- **Problem requirements**
All entries should be printed precisely as written.

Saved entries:
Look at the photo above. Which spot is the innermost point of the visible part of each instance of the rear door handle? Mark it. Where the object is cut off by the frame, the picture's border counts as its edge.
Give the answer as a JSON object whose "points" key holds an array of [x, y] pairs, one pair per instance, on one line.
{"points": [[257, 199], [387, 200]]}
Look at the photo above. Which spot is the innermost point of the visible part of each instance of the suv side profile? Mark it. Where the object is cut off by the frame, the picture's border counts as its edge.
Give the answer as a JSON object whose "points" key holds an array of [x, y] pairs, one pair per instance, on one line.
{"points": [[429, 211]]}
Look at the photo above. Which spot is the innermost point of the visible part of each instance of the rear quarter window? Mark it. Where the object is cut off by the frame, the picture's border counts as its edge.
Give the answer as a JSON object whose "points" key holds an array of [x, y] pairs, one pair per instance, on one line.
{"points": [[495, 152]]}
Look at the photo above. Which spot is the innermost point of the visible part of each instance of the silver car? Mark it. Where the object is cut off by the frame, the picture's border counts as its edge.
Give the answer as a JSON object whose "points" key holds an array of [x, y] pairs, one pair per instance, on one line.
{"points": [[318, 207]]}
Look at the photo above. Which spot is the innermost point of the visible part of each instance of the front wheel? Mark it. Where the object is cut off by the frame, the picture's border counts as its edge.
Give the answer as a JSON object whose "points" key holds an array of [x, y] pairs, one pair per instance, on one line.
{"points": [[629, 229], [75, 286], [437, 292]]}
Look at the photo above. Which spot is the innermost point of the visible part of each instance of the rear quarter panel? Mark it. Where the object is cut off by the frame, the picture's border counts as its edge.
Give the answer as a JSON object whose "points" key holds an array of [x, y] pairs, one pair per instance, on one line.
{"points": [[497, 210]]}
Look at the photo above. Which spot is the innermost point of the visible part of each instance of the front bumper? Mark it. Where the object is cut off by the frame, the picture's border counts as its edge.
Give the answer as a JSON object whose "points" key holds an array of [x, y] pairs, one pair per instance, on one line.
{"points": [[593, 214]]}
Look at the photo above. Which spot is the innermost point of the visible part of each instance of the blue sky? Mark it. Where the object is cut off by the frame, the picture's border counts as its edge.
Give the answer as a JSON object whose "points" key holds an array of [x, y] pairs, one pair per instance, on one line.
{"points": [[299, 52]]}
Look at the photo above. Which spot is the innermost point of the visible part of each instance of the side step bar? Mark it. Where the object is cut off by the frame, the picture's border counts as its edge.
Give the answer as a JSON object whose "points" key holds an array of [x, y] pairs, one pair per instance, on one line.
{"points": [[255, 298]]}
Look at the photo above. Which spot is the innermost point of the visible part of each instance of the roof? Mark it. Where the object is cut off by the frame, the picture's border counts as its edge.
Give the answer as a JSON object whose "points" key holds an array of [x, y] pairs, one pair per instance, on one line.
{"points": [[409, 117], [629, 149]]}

- **Written answer**
Look at the photo above. Which spot is the innermost point of the visible part of each instance of the rear door handle? Mark it. Where the object is cut off by the frame, the picture's border counts as its edge.
Give the answer as a JSON object whose "points" key holds an array of [x, y] pairs, one pair per instance, on one line.
{"points": [[257, 199], [387, 200]]}
Look at the photo above. Which spot is the innermost point of the visible part of each instance of the suv side profile? Mark it. Where the object is cut off by the frame, the picture's border counts as its edge.
Give the answer as a JSON object whose "points" key holds an array of [x, y] pairs, one pair per instance, on one line.
{"points": [[429, 211]]}
Look at the photo above. Which spot is the innermost point of the visible part of each instance of the rear quarter window? Mark it. Where the object is cut off by the frame, the picture's border counts as its edge.
Give the answer as a JSON object whose "points" key holds an array of [x, y] pairs, one pair per instance, on one line.
{"points": [[495, 152]]}
Look at the photo above. Which spot is the innermost point of the visible part of each instance of the silver car? Mark it. Where the object is cut off by the frame, the picture's border counts as its edge.
Give the answer as a JSON object whose "points" key holds an array of [x, y] pairs, one pair per instance, on one line.
{"points": [[318, 207]]}
Look at the photo above. Which spot is the innermost point of the visible part of each instance of the front wheel? Mark it. Where the object is cut off by the frame, the picture's border counts as its edge.
Give the answer as a JSON object whose "points" key holds an array of [x, y] pairs, one pair per instance, on one line.
{"points": [[629, 229], [75, 286], [437, 292]]}
Look at the photo above. Which spot is the innermost point of the visible part of each instance of the rear quarter panel? Mark it. Where the object is cut off by the frame, the picture's border counts as its edge.
Give the answer as a JSON object whose "points" key holds an array of [x, y] pairs, one pair per instance, on one line.
{"points": [[497, 210]]}
Look at the photo above. Which spot is the innermost point of the visible part of each instance of the front bumper? Mark it. Where the object is cut off by the frame, the picture's border counts as its edge.
Give the answer as a JSON object whose "points" key holds an array of [x, y] pairs, one pair per instance, on one line.
{"points": [[593, 214]]}
Look at the photo above. Which spot is the innermost point of the visible part of each instance of the blue sky? Mark it. Where the object is cut off by the frame, the picture's border counts as its edge.
Give the answer as a JSON object whose "points" key holds an array of [x, y] pairs, one pair per instance, on one line.
{"points": [[299, 52]]}
Look at the photo above. Which spot is the innermost point of the visible part of each instance of the side step bar? Mark it. Where the object is cut off by the frame, the picture's border counts as its edge.
Give the answer as a JSON object whose "points" key holds an array of [x, y] pairs, one pair per instance, on one line.
{"points": [[255, 298]]}
Look at the photo above. Which spot is the innermost point of the visible part of each instance of the roof? Mark it. Where the object is cut off by the frame, the picture's border counts as its edge.
Give the answer as a JSON object whose "points" key holds an array of [x, y] pairs, one pair per instance, on one line.
{"points": [[409, 117], [629, 149]]}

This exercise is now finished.